JOB 1: Repeat word for word the passage of the newsgroup post about LILO that begins at the words "In-Reply-To: j@bonnie.tcd-dresden.de's message" and stops after "j@bonnie.tcd-dresden.de (J Wunsch)".
JOB 2: In the newsgroup post about LILO, which image loads if no key is touched during startup?
JOB 3: Write the next part of the newsgroup post about LILO, picking up after its last line.
┌─ SOURCE
In-Reply-To: j@bonnie.tcd-dresden.de's message of 22 Aug 1993 21:20:38 +0200
References: <55270001@hplvec.LVLD.HP.COM> <24gnu4$skm@nz12.rz.uni-karlsruhe.de>
	<24m779$b0h@isolar.Tujunga.CA.US>
	<BDC.93Aug15214130@transit.ai.mit.edu>
	<24rbb5$t51@hrd769.brooks.af.mil> <24vd7h$frk@horus.mch.sni.de>
	<258gu6INNlef@bonnie.tcd-dresden.de>
Sender: muts@compi.hobby.nl (Peter Mutsaers)
Organization: My unorganized home
Date: Tue, 24 Aug 1993 20:40:45 GMT
Message-ID: <MUTS.93Aug24214045@compi.hobby.nl>
Lines: 46

>> On 22 Aug 1993 21:20:38 +0200, j@bonnie.tcd-dresden.de (J Wunsch)
>> said:

  JW> i hate Linux, but i'm still curious why they decided to have
  JW> this silly off-the-standard booting scheme (LILO). With *BSD
  JW> using a normal dozz boot scheme (load MBR, and then load the
  JW> active partition's boot sector), along with one of the fancy
  JW> boot managers (i'm using os-bs), it works like a charm. You
  JW> could also boot those silly unices requiring their

LILO is just very flexible; apparently you are not informed about the
possibilities of its use. I for example, have a very standard LILO
installation, where the original MBR is left untouched, and the active
partition is the one where LILO is in the boot sector. Then LILO
starts through this, and I can select a number of kernels in this
partition, or other operating systems on other partitions. If I don't
touch a key, the default /vmlinuz image is loaded. You *can* also
overwrite the MBR with LILO, but it is not recommended and not
necessary.

  JW> own partition being marked active. (Another problem of Linux is,
  JW> they occupy a full dozz partition for swap instead of
  JW> sub-partitioning their primary one.)
└─
┌─ SUPPLIED INFORMATION
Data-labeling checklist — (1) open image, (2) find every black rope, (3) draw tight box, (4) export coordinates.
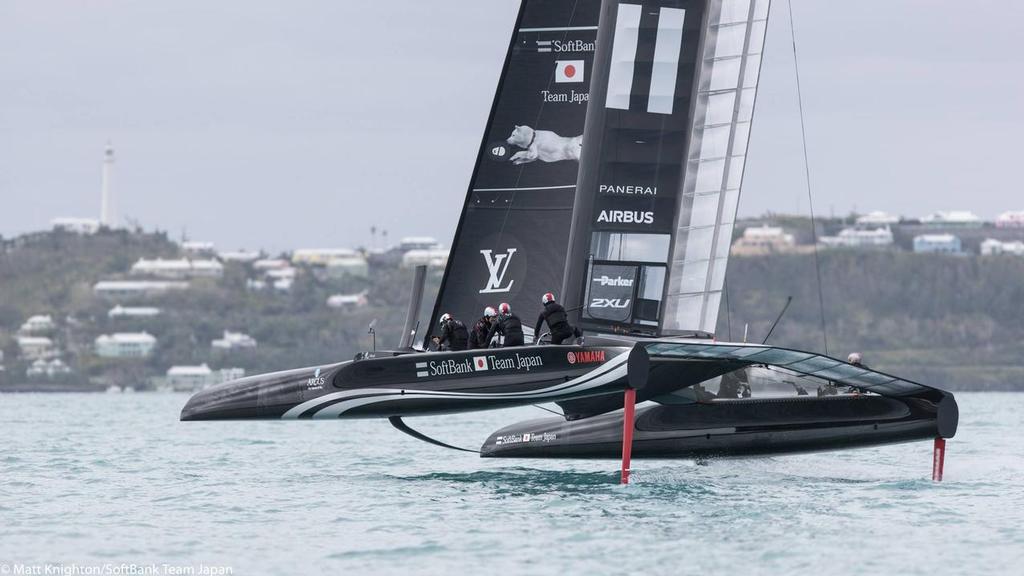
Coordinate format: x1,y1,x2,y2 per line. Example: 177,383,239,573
785,0,828,356
530,404,562,416
722,279,732,342
387,416,480,454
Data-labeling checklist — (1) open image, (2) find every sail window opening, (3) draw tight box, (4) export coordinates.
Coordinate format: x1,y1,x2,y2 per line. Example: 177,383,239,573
590,232,672,263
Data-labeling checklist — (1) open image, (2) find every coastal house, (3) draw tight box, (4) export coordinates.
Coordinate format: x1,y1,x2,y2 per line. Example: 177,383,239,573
857,210,899,228
93,332,157,358
398,236,441,252
165,363,246,392
730,225,797,255
819,227,893,249
92,280,188,299
181,240,214,255
217,250,263,263
921,210,984,228
17,314,55,334
325,253,370,279
913,234,964,254
981,238,1024,256
15,336,54,360
106,304,160,320
327,290,369,308
50,218,99,235
210,330,257,351
995,210,1024,228
292,248,361,266
401,248,449,268
25,358,71,380
131,258,224,279
253,258,292,270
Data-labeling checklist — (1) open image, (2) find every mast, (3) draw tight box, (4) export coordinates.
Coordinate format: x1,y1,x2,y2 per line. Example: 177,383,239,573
99,142,116,228
563,0,768,334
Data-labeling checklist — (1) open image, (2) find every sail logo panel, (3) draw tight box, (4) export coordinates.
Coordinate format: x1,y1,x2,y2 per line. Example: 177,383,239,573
430,0,601,339
564,0,768,334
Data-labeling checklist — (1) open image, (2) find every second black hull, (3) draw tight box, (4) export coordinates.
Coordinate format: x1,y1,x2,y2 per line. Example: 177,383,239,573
480,389,956,458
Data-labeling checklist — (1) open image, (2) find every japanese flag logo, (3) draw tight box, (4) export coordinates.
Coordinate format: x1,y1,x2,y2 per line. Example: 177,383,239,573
555,60,584,84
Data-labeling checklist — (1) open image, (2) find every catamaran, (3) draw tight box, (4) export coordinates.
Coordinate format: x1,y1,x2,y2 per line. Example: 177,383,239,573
181,0,958,482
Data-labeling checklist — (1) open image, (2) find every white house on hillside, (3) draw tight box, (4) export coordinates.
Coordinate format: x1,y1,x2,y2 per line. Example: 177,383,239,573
398,236,440,252
995,210,1024,228
106,305,160,319
731,225,797,255
857,210,899,228
327,290,369,308
17,314,54,334
50,218,99,235
166,364,246,392
921,210,984,228
217,250,263,263
210,330,256,349
92,280,188,298
25,358,71,379
401,248,449,268
131,258,224,279
913,234,963,254
292,248,361,265
981,238,1024,256
181,240,214,254
15,336,53,360
93,332,157,358
819,227,893,248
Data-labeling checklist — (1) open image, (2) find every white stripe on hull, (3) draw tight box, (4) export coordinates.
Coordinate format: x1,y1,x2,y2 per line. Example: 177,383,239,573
281,353,629,419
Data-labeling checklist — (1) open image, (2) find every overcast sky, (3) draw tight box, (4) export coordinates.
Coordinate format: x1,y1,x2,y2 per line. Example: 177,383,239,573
0,0,1024,250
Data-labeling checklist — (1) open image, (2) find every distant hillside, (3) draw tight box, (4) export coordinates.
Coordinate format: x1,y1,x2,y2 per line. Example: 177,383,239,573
0,231,1024,389
0,231,440,387
719,250,1024,389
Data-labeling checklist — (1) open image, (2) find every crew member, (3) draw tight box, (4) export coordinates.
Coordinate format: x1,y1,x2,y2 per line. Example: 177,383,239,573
433,313,469,352
534,292,575,344
469,306,497,349
487,302,526,347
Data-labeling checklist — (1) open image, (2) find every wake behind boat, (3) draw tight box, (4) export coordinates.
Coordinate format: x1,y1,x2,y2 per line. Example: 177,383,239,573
181,0,958,482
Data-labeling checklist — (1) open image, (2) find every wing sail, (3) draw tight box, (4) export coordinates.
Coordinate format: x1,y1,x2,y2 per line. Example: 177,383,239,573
430,0,600,331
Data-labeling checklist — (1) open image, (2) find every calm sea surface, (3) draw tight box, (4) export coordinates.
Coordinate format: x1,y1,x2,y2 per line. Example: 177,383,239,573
0,387,1024,575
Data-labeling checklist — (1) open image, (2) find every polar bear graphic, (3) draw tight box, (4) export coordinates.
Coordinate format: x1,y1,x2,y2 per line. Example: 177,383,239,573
505,126,583,164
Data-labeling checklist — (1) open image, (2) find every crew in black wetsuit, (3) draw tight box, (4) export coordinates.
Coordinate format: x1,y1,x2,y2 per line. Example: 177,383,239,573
469,306,497,349
534,292,575,344
434,313,469,352
487,302,526,347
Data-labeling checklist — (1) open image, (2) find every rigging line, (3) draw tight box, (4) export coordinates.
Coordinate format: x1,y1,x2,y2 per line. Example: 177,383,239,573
785,0,828,356
722,278,732,342
530,404,564,416
495,0,585,240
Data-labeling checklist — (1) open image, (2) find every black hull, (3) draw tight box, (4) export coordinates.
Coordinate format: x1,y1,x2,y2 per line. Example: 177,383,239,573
480,396,956,458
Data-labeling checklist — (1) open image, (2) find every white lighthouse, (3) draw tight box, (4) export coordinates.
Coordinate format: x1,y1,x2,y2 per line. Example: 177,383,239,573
99,142,117,228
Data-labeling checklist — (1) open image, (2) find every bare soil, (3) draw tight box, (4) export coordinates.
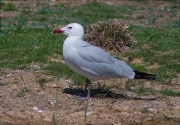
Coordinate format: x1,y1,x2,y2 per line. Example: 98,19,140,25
0,0,180,125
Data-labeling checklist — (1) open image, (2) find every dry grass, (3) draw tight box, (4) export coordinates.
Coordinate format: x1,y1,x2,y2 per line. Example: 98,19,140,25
85,20,136,52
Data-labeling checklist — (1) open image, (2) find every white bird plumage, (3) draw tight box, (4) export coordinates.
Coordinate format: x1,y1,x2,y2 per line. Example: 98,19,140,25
54,23,154,98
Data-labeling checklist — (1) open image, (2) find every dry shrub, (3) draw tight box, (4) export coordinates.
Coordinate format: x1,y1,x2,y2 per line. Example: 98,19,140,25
85,20,136,52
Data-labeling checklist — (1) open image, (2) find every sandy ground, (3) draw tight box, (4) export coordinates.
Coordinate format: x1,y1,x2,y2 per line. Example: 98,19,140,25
0,0,180,125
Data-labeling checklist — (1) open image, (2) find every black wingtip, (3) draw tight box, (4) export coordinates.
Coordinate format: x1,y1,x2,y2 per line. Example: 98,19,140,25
134,70,156,80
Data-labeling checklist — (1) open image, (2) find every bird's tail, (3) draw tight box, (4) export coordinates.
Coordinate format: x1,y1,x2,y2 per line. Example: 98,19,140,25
134,70,156,80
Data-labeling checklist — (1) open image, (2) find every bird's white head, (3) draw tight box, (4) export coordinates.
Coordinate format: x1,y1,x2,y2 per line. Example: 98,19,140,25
54,23,84,38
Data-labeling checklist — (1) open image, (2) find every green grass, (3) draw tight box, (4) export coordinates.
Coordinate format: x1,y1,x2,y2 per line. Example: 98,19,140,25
0,0,16,11
0,1,180,88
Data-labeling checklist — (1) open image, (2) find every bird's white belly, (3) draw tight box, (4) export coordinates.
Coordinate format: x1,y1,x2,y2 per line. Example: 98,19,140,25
64,59,104,80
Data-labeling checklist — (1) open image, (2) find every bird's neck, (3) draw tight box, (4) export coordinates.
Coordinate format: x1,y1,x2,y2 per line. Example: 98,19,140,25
63,36,83,49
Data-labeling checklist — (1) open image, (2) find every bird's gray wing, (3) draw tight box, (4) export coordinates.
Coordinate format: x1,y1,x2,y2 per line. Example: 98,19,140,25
73,45,119,78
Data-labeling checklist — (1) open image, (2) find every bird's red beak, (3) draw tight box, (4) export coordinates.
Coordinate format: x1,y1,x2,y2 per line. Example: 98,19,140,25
53,29,64,34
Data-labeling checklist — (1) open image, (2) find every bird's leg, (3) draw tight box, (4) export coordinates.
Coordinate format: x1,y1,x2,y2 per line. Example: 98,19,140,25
83,78,91,96
86,78,91,99
76,78,91,100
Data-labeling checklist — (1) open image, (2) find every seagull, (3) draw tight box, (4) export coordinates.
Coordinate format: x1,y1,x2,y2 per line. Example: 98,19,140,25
54,23,156,99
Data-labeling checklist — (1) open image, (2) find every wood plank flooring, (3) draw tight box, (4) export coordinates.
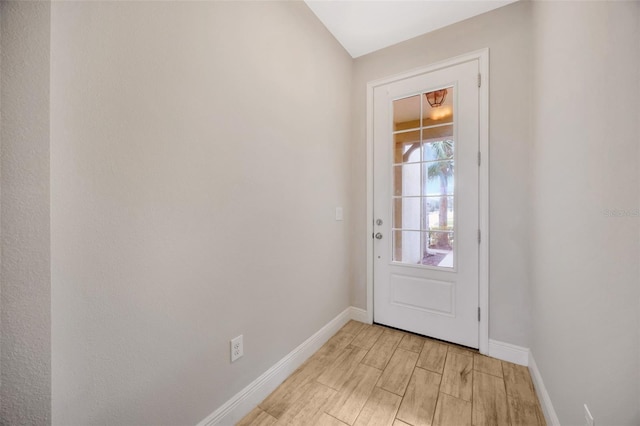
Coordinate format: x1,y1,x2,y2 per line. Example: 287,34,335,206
238,321,545,426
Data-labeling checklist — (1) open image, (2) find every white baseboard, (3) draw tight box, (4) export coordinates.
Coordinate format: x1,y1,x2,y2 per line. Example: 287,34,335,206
489,339,529,366
198,307,366,426
529,351,560,426
349,306,369,323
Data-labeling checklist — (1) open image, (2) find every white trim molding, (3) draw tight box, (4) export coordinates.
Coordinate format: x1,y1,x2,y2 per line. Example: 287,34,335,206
350,306,373,324
366,48,490,355
198,307,367,426
529,351,560,426
489,339,529,367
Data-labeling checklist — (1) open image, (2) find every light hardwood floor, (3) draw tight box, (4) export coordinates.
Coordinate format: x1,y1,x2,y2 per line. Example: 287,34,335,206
238,321,545,426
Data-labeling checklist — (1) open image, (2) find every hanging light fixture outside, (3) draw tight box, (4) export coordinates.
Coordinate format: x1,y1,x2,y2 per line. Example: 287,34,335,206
424,89,447,108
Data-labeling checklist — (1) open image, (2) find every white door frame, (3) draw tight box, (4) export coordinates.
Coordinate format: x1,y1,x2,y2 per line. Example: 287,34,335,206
366,49,489,354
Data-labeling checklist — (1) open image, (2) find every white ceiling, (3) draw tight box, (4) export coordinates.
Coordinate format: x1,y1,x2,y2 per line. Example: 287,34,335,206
305,0,516,58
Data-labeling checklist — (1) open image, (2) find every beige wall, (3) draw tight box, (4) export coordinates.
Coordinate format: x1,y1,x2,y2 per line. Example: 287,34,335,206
531,2,640,425
351,2,531,346
51,2,352,425
0,1,51,425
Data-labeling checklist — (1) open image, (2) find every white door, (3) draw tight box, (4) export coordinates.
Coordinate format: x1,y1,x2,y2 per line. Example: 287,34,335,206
373,60,479,348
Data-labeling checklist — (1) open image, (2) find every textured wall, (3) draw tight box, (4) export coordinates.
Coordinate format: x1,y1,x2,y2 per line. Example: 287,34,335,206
0,2,51,425
351,2,531,347
531,2,640,425
51,2,352,425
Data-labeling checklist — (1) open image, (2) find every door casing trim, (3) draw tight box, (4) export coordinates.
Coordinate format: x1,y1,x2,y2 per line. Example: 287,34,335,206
366,48,489,355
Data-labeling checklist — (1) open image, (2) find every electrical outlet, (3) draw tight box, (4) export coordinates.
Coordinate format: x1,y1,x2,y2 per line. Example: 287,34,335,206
└─
EXERCISE RESPONSE 1:
In-Reply-To: j@bonnie.tcd-dresden.de's message of 22 Aug 1993 21:20:38 +0200
References: <55270001@hplvec.LVLD.HP.COM> <24gnu4$skm@nz12.rz.uni-karlsruhe.de>
	<24m779$b0h@isolar.Tujunga.CA.US>
	<BDC.93Aug15214130@transit.ai.mit.edu>
	<24rbb5$t51@hrd769.brooks.af.mil> <24vd7h$frk@horus.mch.sni.de>
	<258gu6INNlef@bonnie.tcd-dresden.de>
Sender: muts@compi.hobby.nl (Peter Mutsaers)
Organization: My unorganized home
Date: Tue, 24 Aug 1993 20:40:45 GMT
Message-ID: <MUTS.93Aug24214045@compi.hobby.nl>
Lines: 46

>> On 22 Aug 1993 21:20:38 +0200, j@bonnie.tcd-dresden.de (J Wunsch)

EXERCISE RESPONSE 2: The default /vmlinuz image.

EXERCISE RESPONSE 3:
You can use swap files, which reside on a normal filesystem. So you
don't need a partition for swap. But of course, swap on a raw
partition, not bothered by a present filesystem structure, is much
more efficient.

  JW> The really disadvantage of BSD is it's lack of shared libs, thus
  JW> consu- ming much more disk space. But the original shared libs
  JW> from Linux didn't convince me either: i saw it at a friend, he
  JW> quickly felt that his Linux got binary-incompatible to
  JW> itself. (Since the binaries had to match exactly the shared
  JW> libs.)

Since there are DLL libraries everything stays compatible. I have
binaries which run still fine that were compiled months ago, 4 versions
of the shared libs back (for a 'normal' operating system that would be
equivalent to running binaries that are decades old with todays shared
libs :)

-- 
_______________________________________________________________
Peter Mutsaers, Bunnik (Ut), the Netherlands.
Disclaimer: This reflects the official opinions of my employer.